### Stored data entries
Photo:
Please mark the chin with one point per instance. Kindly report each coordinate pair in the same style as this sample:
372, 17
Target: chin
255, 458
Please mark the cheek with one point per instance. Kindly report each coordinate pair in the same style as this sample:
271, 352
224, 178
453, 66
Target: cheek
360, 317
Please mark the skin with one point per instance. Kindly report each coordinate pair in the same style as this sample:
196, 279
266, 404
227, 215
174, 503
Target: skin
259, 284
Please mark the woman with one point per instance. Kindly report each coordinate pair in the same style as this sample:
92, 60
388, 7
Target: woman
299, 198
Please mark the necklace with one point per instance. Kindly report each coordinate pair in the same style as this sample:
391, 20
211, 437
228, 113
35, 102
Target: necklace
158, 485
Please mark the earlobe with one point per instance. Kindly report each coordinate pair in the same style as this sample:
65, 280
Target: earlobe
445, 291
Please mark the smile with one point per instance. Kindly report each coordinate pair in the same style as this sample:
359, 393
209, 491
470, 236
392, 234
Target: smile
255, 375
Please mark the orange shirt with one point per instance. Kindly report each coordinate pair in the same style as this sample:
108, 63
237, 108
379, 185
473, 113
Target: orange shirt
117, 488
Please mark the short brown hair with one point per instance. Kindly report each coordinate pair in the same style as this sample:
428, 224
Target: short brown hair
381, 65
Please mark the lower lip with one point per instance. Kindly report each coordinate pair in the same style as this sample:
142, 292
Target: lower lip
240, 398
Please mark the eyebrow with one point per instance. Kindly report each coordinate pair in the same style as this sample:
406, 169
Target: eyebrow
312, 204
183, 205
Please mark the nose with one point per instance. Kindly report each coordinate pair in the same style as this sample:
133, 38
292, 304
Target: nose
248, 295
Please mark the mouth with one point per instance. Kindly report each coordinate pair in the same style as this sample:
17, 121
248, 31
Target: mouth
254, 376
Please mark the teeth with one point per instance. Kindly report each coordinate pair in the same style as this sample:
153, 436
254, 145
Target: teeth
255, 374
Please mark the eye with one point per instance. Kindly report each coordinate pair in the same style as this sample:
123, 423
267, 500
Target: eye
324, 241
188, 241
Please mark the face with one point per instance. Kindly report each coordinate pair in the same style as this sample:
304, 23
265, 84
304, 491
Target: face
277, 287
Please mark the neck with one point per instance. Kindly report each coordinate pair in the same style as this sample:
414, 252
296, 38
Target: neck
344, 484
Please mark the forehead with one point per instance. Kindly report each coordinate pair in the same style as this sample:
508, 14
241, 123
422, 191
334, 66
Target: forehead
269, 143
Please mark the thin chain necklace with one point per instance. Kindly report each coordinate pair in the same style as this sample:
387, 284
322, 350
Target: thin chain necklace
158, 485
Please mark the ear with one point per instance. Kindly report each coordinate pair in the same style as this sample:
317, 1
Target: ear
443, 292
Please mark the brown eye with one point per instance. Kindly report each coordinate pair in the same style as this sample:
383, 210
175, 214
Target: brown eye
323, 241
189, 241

### What you have to do
All lines from the one containing "Target: forehead" to the end of the records are to be duplicated exactly, and no other lines are to be given.

### Answer for the task
Target: forehead
269, 143
Please mark the thin chain necklace with one point per instance. Kindly report each coordinate pair in the same style as this sample:
387, 284
322, 350
Target: thin chain necklace
158, 485
Please mark the ear with one point per instance. Kindly report each coordinate pair in the same style as this sample:
317, 1
Target: ear
443, 292
Please mark the brown eye with one point per instance. Kindly report each coordinate pair in the same style as this sample:
383, 210
175, 214
Target: brown eye
323, 241
189, 241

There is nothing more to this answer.